Excerpted text
Two Toronto District School Board (TDSB) students are recipients of this year’s Loran Award, one of the most prestigious scholarships in the country. Georgia Koep-Freifeld from Etobicoke School of the Arts, and Elektra Dakogiannis from Monarch Park Collegiate are among a select group of 34 students chosen from 5023 applicants across Canada.
Founded in 1988, the Loran Scholars Foundation, is a national charity that works in partnership with universities, donors and volunteers to invest in young Canadians who demonstrate character, commitment to service and leadership potential. Loran highlights on its web site that “to find the next generation of leaders for Canada, we look beyond the transcript and find the promise of character: integrity, courage, compassion, determination and a high level of personal autonomy.”
The award is valued at up to $100,000 over four years at one of 25 partner universities. It includes a $10,000 annual stipend and matching tuition waiver, along with access to a comprehensive enrichment program that includes mentorship, summer internships, annual retreats and forums to support students.

Stored data entries
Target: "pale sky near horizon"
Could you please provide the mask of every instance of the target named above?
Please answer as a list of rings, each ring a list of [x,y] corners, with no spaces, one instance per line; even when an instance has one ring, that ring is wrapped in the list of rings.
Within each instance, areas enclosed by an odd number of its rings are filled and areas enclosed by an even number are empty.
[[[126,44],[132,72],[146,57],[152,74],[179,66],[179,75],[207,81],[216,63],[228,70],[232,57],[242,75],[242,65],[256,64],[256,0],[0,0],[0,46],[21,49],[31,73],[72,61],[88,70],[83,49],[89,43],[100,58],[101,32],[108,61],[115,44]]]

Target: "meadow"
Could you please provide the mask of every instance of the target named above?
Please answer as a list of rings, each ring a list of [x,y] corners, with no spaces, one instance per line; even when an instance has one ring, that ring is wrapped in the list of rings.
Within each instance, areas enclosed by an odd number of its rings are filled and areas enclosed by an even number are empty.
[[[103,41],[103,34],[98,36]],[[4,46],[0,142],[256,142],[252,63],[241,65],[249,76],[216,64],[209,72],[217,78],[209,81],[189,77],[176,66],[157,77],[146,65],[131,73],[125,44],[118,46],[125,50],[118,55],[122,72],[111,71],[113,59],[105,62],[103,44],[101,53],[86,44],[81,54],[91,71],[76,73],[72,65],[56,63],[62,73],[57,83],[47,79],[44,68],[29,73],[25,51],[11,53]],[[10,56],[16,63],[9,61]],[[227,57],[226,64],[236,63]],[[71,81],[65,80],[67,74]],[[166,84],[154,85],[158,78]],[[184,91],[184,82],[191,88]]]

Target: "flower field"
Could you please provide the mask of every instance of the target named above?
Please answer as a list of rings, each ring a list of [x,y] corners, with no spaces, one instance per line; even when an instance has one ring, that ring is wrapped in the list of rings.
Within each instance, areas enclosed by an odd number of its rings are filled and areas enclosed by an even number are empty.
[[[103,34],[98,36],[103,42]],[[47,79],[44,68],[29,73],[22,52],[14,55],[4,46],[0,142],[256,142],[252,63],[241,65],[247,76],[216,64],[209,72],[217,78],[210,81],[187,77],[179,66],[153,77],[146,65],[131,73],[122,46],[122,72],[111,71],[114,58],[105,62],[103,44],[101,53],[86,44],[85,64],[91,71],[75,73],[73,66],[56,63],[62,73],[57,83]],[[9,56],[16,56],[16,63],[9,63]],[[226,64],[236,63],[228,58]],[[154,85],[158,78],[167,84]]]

Exercises
1. Can you rewrite the Loran Award article between "The award is" and "to support students.", inclusive, substituting "allowance" for "stipend"?
2. Can you proceed with the Loran Award article from where it stops?

Responses by task
1.
The award is valued at up to $100,000 over four years at one of 25 partner universities. It includes a $10,000 annual allowance and matching tuition waiver, along with access to a comprehensive enrichment program that includes mentorship, summer internships, annual retreats and forums to support students.

2.
ESA teacher Laura Pong said that Georgia exemplifies the three prongs of the Loran award: character, service, and leadership in the passion for all the work that she does both in the community and at school. “She is involved in the STEM club, dance night, Global Ideas Institute Program, student council, and she coordinated the Inside Ride.” ESA’s Inside Ride event is an indoor cycling challenge that raised more than $10,000 in support of children and their families living with and beyond childhood cancer. Georgia also volunteers at Holland Bloorview Hospital, which focuses on improving the lives of kids with disabilities.
The senior with a love for dance said she hasn’t yet made a final decision on a university for next year but is leaning toward the sciences, with a particular interest in neuroscience or medical science. “The Loran Scholarship not only provides me with the financial means for being successful in university but also provides a strong network of contacts and support which will allow me to continue to make a difference in my community,” she said.
Monarch Park Principal Cynthia Abernethy said that Elektra Dakogiannis is a very special young woman who is highly-deserving of this recognition. “She is passionate about many different pursuits,” said Abernethy. “She is kind and well-respected by her peers and teachers alike. We are so very happy for her – the Loran Scholars Foundation could not have chosen a better recipient.”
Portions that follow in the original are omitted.